── PROVIDED TEXT ──
The unplanned interaction

Susanne Ditlevsen expects that the meeting between researchers from different disciplines will make everyone think in new ways. She also feels certain that they will come up with unexpected results and develop new methods and thus meet the intentions of the University Strategy 2016.

- It is implicit in basic research that you do not know what you will find. You can choose to go for the safe target, for that which is close to what we already know, but if things are really going to move forward you have to take chances. So we can only talk about what we believe or expect to find, we cannot know for sure - and new research questions may also arise from this interaction, Susanne Ditlevsen emphasizes and elaborates:

- Even such a small thing as one of the researchers from Psychology having just borrowed a guest office here at the Mathematical Institute for a week is really important for the exchange of ideas. It is when we eat lunch together, drink a Friday beer or take a walk in the woods together that the unexpected occurs. It is the daily and unplanned interaction that makes us work together in the best possible way.

As an example Susanne Ditlevsen mentions the cooperation with psychologists in the area that deals with visual cognition: Psychologists work on a basis of two assumptions to try to understand how the brain processes visual information and determines what sort of object it is faced with. One assumption is that you only have one interpretation of the object at the time, a serial view. If, for example, you have a ball in front of you, you can have the assumption that it is a ping pong ball. The next moment you might switch to believe it is a tennis ball. This assumes that you completely forget that you just now thought it looked like a ping pong ball.
───
── RECORD LIST ──
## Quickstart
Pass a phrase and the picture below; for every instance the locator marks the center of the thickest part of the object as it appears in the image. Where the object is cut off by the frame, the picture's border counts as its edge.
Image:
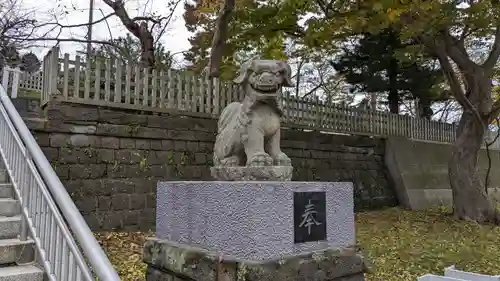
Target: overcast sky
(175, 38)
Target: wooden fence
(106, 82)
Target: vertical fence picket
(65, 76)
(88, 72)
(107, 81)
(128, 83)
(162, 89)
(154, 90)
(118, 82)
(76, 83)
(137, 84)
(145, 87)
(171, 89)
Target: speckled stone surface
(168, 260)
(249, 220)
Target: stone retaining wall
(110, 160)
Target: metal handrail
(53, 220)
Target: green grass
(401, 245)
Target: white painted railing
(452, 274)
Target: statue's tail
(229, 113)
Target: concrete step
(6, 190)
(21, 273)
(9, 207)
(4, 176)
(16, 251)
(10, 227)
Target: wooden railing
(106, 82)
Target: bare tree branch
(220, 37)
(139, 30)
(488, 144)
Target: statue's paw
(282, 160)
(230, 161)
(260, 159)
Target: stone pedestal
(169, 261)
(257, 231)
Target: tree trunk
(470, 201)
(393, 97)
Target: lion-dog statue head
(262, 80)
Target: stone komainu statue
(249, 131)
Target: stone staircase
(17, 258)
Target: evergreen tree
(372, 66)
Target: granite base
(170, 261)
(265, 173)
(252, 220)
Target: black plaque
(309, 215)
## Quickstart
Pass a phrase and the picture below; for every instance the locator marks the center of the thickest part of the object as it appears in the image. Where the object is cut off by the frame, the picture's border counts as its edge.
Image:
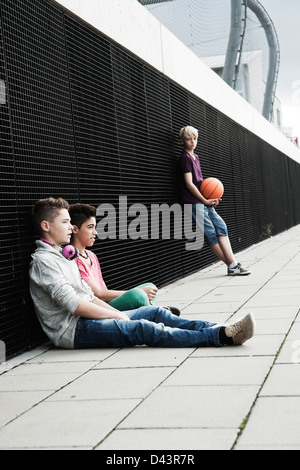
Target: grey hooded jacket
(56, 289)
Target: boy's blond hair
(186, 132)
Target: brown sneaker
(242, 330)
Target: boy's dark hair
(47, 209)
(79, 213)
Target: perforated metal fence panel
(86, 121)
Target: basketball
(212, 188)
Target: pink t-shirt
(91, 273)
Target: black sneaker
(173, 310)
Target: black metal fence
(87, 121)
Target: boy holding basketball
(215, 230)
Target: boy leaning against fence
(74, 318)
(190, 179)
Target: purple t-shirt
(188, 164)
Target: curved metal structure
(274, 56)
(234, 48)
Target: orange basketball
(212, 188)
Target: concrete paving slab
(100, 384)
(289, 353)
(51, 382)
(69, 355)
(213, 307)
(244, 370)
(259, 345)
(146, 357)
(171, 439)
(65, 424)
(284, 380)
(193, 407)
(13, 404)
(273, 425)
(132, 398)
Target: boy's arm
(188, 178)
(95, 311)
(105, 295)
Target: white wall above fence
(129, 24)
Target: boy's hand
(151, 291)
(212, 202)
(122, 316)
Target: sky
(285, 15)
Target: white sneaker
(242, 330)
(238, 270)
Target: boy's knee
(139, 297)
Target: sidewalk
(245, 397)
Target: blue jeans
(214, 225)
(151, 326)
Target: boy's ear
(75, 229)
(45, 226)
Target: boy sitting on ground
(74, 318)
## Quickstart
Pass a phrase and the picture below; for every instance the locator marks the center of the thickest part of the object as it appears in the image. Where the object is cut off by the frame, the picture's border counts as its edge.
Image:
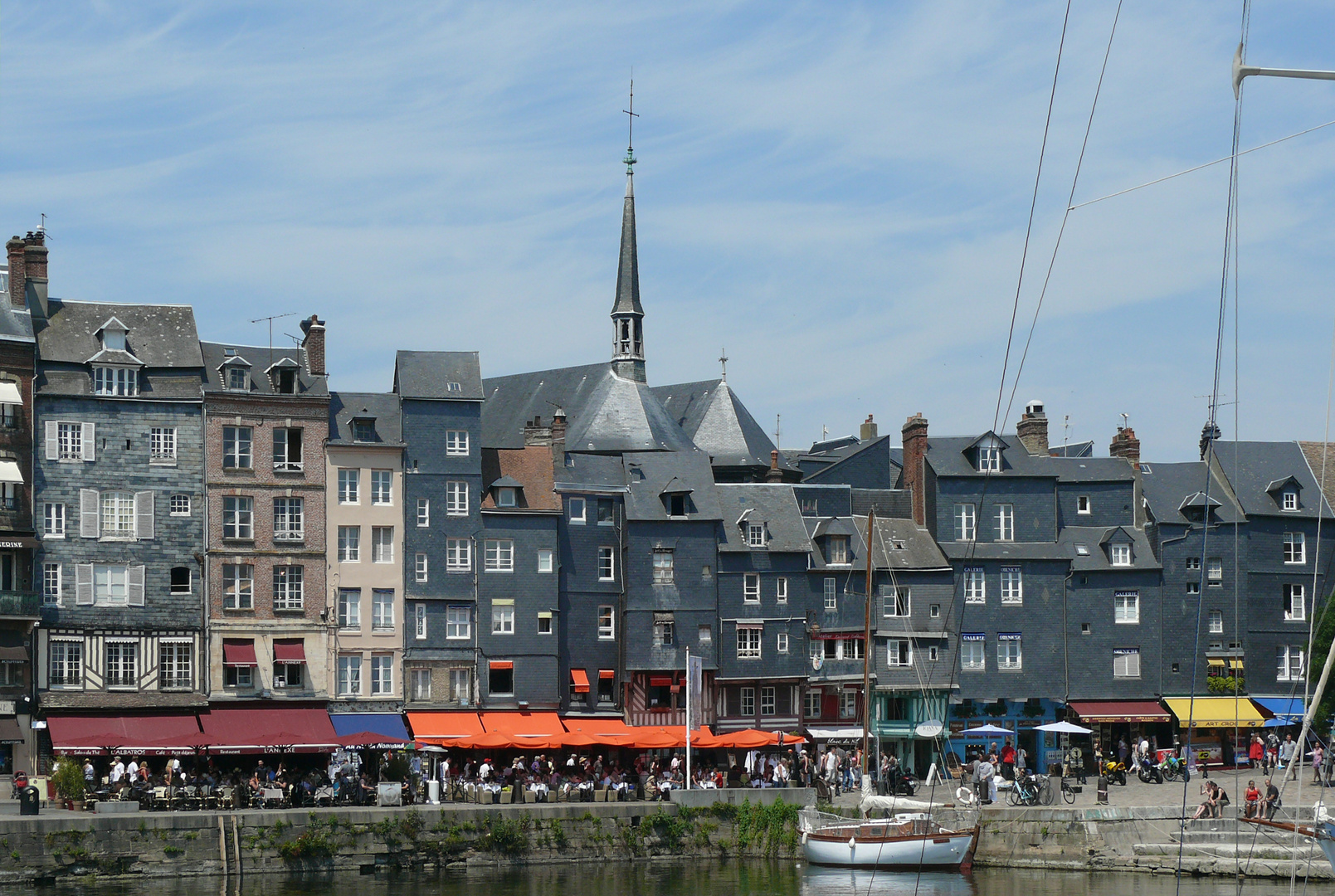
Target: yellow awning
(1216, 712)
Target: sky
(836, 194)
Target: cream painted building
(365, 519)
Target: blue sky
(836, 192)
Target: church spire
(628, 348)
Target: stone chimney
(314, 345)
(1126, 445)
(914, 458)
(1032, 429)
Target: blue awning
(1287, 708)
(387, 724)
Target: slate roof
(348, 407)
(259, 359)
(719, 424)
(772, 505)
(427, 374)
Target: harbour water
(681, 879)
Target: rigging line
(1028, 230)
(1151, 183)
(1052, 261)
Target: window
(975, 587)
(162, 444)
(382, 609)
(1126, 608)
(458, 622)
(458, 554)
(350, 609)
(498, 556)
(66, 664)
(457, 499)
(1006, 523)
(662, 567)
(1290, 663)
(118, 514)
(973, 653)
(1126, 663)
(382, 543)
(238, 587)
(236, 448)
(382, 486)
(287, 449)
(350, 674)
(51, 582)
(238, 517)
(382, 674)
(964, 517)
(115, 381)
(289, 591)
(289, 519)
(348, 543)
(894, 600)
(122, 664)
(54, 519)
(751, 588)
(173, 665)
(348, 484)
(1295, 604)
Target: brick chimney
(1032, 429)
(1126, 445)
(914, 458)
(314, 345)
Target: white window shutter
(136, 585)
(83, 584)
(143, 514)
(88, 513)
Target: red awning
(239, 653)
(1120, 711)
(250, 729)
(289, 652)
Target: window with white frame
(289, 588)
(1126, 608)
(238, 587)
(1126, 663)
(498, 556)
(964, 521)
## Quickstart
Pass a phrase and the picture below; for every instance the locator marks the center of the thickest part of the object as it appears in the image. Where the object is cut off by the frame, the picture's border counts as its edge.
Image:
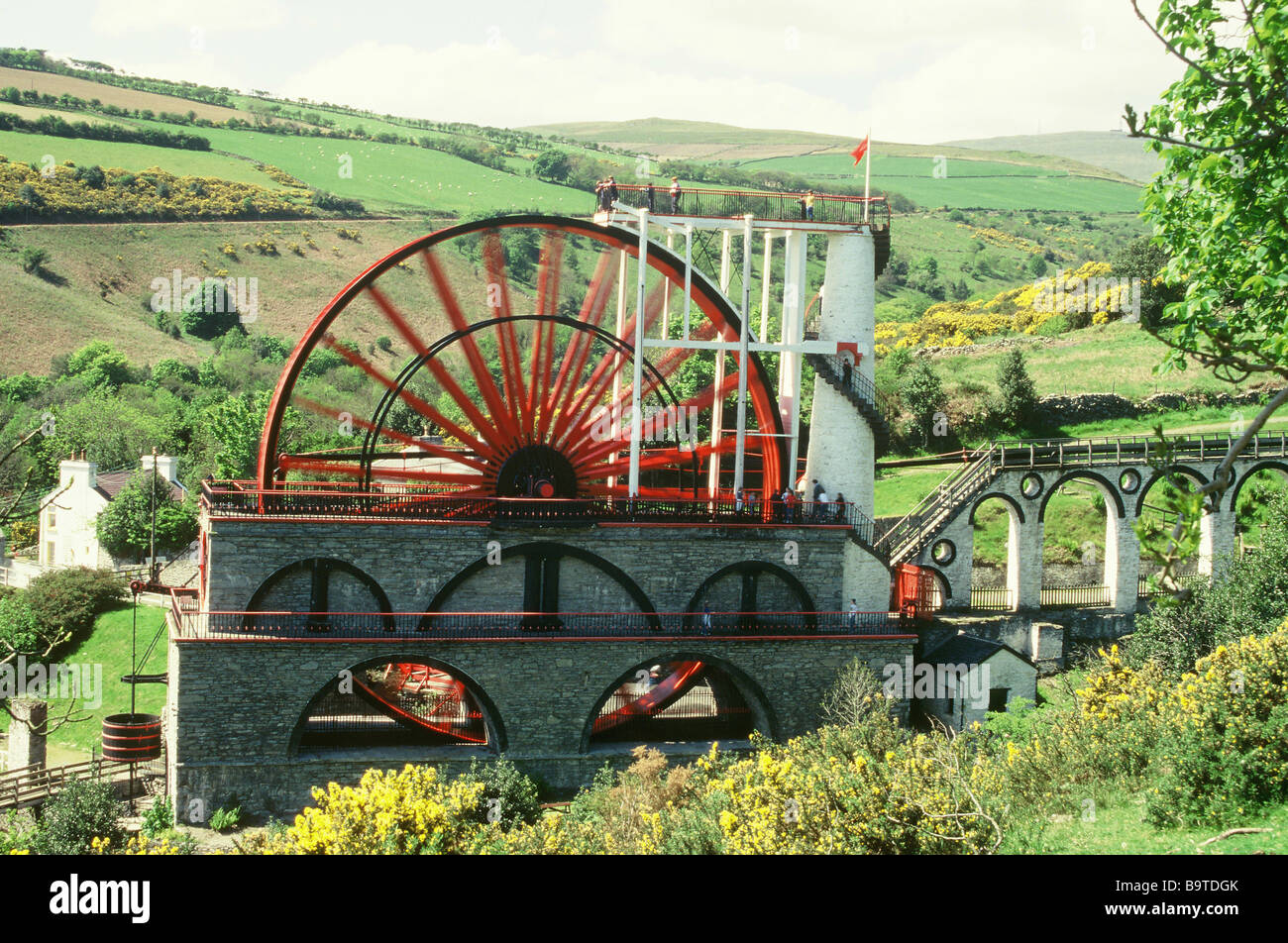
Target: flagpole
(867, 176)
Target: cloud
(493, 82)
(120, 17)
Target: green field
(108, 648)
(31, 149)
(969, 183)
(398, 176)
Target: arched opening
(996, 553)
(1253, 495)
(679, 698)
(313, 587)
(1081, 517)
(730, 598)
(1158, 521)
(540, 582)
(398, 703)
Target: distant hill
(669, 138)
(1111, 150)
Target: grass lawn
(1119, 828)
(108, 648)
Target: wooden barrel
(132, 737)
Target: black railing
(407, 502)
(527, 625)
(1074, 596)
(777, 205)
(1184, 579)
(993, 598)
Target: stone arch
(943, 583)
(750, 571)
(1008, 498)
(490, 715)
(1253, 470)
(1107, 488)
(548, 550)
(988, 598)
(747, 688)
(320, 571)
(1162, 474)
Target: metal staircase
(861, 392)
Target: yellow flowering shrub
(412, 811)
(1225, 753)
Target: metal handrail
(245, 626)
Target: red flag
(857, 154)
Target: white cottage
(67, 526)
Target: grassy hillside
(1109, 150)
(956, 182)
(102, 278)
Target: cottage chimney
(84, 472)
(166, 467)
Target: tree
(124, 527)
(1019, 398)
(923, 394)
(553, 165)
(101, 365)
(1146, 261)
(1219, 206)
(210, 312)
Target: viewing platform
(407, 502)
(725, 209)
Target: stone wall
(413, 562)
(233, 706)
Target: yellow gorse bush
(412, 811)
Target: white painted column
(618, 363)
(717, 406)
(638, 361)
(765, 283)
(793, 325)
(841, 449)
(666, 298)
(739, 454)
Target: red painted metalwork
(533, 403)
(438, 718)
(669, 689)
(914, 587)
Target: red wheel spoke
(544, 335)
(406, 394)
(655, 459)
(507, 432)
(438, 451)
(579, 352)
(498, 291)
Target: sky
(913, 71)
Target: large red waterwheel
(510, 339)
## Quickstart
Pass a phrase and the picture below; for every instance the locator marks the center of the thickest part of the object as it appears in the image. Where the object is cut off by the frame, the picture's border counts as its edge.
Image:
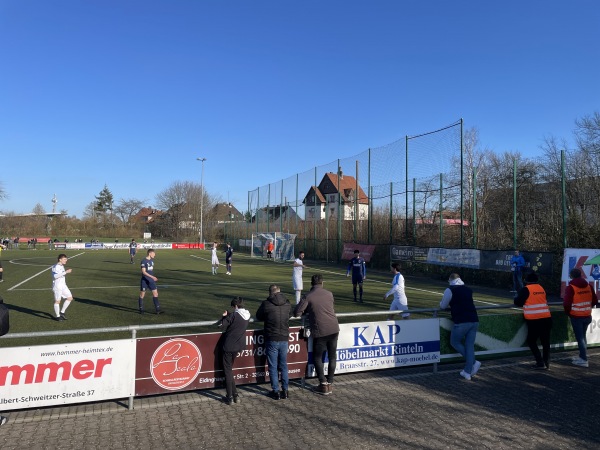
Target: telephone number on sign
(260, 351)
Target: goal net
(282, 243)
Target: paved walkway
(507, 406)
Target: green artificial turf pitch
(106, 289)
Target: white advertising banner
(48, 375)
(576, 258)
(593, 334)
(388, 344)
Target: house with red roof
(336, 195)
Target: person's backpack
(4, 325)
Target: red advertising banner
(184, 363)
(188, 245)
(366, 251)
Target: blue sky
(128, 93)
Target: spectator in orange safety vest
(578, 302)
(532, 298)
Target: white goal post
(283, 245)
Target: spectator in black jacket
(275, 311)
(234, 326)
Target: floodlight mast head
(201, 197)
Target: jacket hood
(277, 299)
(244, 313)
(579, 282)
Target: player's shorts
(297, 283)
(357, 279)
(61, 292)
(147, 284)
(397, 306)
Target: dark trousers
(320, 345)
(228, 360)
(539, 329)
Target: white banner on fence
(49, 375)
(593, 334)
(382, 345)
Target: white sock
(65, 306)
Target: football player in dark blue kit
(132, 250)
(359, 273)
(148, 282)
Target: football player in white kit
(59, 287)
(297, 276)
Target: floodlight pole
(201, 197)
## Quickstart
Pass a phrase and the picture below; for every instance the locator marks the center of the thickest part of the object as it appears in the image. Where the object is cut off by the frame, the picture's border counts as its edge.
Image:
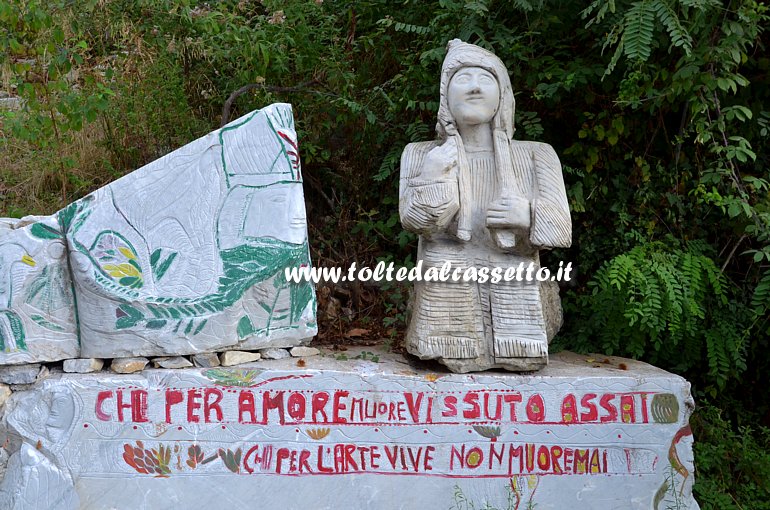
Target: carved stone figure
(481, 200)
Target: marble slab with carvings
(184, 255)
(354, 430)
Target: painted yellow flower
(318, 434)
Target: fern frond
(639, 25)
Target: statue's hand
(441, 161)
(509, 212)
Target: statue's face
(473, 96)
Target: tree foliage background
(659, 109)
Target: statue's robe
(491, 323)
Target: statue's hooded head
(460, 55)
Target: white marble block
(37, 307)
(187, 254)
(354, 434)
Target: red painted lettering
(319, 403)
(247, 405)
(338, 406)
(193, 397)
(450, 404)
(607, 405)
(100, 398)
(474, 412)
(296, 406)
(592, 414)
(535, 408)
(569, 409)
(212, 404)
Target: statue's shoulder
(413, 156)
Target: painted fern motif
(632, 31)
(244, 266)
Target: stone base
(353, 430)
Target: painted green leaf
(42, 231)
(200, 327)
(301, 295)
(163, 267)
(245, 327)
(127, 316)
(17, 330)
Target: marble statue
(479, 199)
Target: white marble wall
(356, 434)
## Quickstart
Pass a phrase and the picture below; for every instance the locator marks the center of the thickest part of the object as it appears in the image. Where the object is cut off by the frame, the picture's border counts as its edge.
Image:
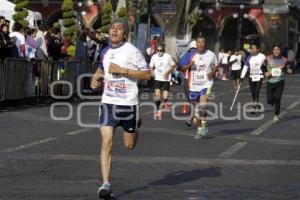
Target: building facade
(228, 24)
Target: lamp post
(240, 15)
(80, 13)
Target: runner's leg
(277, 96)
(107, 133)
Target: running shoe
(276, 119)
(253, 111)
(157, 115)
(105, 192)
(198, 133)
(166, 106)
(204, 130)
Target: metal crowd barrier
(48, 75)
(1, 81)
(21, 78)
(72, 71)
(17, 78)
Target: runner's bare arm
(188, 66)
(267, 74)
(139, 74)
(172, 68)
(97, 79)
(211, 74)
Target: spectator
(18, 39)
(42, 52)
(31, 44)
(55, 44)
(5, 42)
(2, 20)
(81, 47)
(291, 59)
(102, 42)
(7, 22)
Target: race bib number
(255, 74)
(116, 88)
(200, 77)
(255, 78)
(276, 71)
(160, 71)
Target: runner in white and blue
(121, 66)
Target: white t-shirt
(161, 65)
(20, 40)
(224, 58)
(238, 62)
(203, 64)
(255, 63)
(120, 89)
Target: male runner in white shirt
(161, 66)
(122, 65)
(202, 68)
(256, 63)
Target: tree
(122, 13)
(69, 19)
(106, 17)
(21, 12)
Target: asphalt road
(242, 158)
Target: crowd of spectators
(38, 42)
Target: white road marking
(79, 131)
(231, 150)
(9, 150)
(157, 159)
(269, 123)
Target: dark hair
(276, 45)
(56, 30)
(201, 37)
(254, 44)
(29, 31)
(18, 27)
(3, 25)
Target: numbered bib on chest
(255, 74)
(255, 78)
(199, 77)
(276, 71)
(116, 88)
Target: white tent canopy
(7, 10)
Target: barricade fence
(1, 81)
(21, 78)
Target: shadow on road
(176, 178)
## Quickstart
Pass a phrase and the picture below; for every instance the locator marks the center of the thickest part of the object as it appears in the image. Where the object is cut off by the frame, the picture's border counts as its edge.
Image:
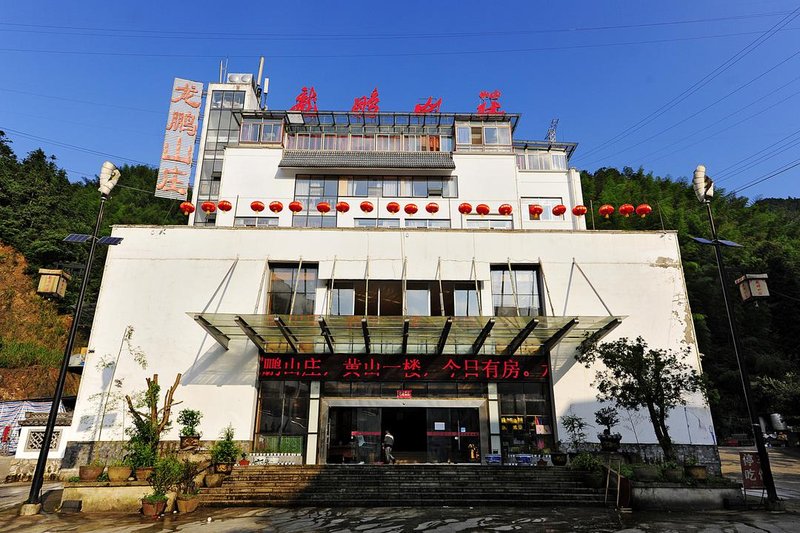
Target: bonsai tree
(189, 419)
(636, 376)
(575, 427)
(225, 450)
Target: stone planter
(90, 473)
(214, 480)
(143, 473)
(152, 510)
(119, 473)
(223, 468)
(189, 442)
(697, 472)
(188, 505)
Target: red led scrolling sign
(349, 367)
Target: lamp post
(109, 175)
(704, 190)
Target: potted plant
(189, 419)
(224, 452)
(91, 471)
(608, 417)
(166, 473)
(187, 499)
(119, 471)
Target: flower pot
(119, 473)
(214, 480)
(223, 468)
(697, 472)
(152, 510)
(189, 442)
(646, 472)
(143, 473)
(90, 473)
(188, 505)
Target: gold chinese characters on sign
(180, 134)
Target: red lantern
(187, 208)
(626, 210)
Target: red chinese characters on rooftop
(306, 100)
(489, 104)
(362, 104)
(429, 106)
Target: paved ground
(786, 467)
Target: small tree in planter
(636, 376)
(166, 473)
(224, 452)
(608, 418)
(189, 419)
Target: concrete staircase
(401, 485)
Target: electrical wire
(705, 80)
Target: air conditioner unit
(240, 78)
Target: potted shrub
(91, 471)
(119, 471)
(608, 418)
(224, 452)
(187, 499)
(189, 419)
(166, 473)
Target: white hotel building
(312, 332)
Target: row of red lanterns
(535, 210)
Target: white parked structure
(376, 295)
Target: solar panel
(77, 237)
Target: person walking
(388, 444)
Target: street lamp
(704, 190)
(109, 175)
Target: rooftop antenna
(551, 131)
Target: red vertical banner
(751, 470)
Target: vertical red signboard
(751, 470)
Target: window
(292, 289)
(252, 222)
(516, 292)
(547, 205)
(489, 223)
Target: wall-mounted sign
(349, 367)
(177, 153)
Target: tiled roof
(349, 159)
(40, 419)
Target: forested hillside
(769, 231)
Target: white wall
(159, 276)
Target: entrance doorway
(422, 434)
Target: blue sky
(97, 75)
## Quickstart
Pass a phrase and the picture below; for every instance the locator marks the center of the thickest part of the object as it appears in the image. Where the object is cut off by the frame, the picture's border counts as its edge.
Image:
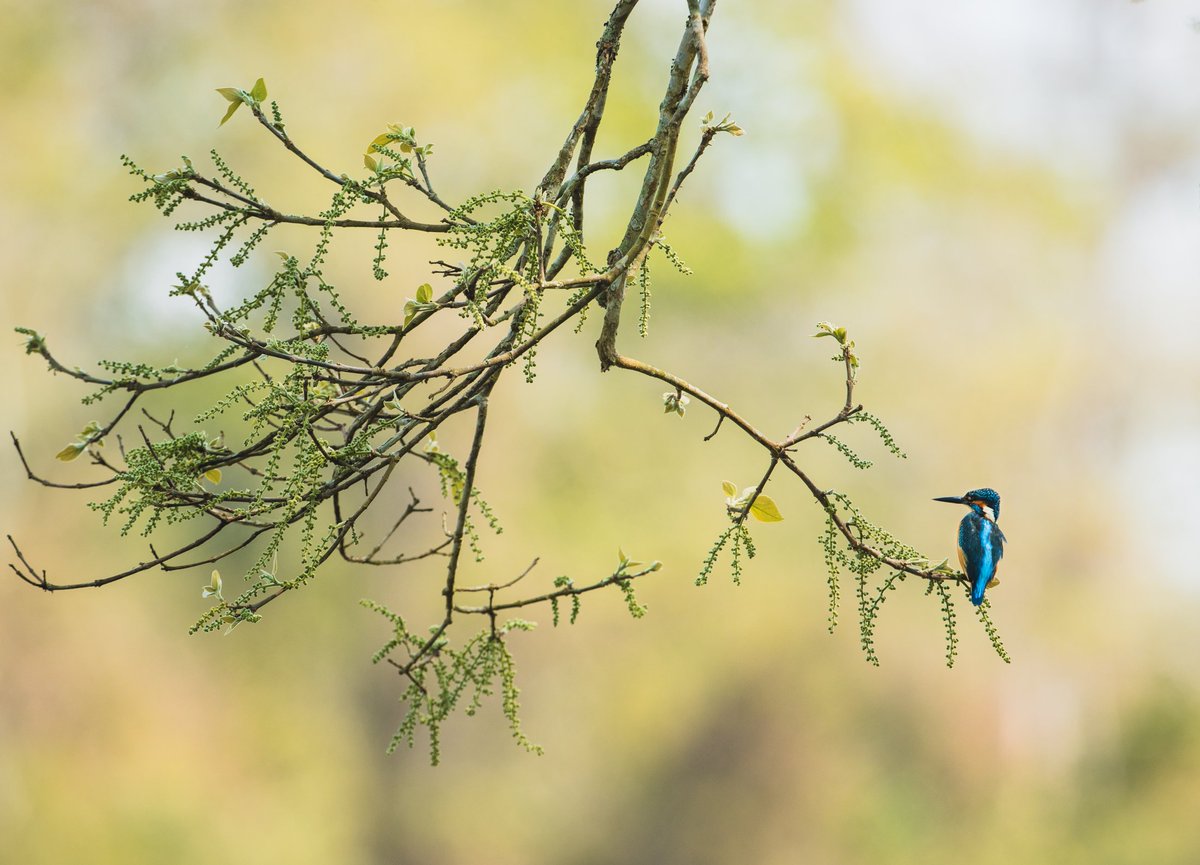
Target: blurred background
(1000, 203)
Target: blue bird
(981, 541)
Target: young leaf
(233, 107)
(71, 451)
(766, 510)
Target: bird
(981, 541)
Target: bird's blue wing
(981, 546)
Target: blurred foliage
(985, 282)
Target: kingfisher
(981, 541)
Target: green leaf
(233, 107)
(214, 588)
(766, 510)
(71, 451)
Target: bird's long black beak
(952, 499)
───
WHAT YOU WILL DO:
1. In the text on unplanned interaction, shorten the paragraph that begins "Susanne Ditlevsen expects that" into a list, keeping its main facts.
2. Pick up the text on unplanned interaction right after its last sentence and keep writing.
The records have nothing to do with the text on unplanned interaction.

RESULTS BY TASK:
1.
- Susanne Ditlevsen expects the meeting between researchers from different fields to make everyone think in new ways.
- She is certain they will reach unexpected results and develop new methods.
- In this way they will meet the intentions of the University Strategy 2016.

2.
The second assumption might be called a parallel view because it assumes that the brain perceives two or more possibilities at one time, but where one possibility, for instance the ping pong ball, is paramount to all others and therefore ends up being the object the brain decides upon.

- Usually we are unaware of these processes as the brain quickly decides upon an unambiguous interpretation of the visual impression, but there are situations where we can experience it. For example if you look at the type of ambiguous images that most people probably know: Pictures that at the same time are depicting a young, beautiful woman and an old, wrinkled woman, but you can only perceive one image at the time, says Susanne Ditlevsen, adding:

- Another example could be if you were in a dark forest and therefore unsure whether the object you see in the distance is a bear or a tree. Because of the uncertainty the eye switches between multiple objects, but if, for instance, the lighting conditions improve it becomes clear what you have in front of you.

- In the same way we can set up models that assume that the process operates in either the one way or the other, and when one model fits the data which the psychologists come up with, i.e. these data fit well with a particular model, we can decide that there is a certain evidence that respectively one or the other assumption is correct. Maybe we can´t exactly prove that this is the case, but at least - hopefully - make the theory probable.

How to do it in practice?

The project “Dynamical Systems” is one of 18 projects that shared in the 400 million Danish kroner from the 2016 fund for interdisciplinary research. The project involves 22 researchers from seven research groups, nine of which are method-people (five from Mathematics and four from Biostatistics). The money will mostly pay for PhD and post-doc positions, all to be associated with at least two research groups.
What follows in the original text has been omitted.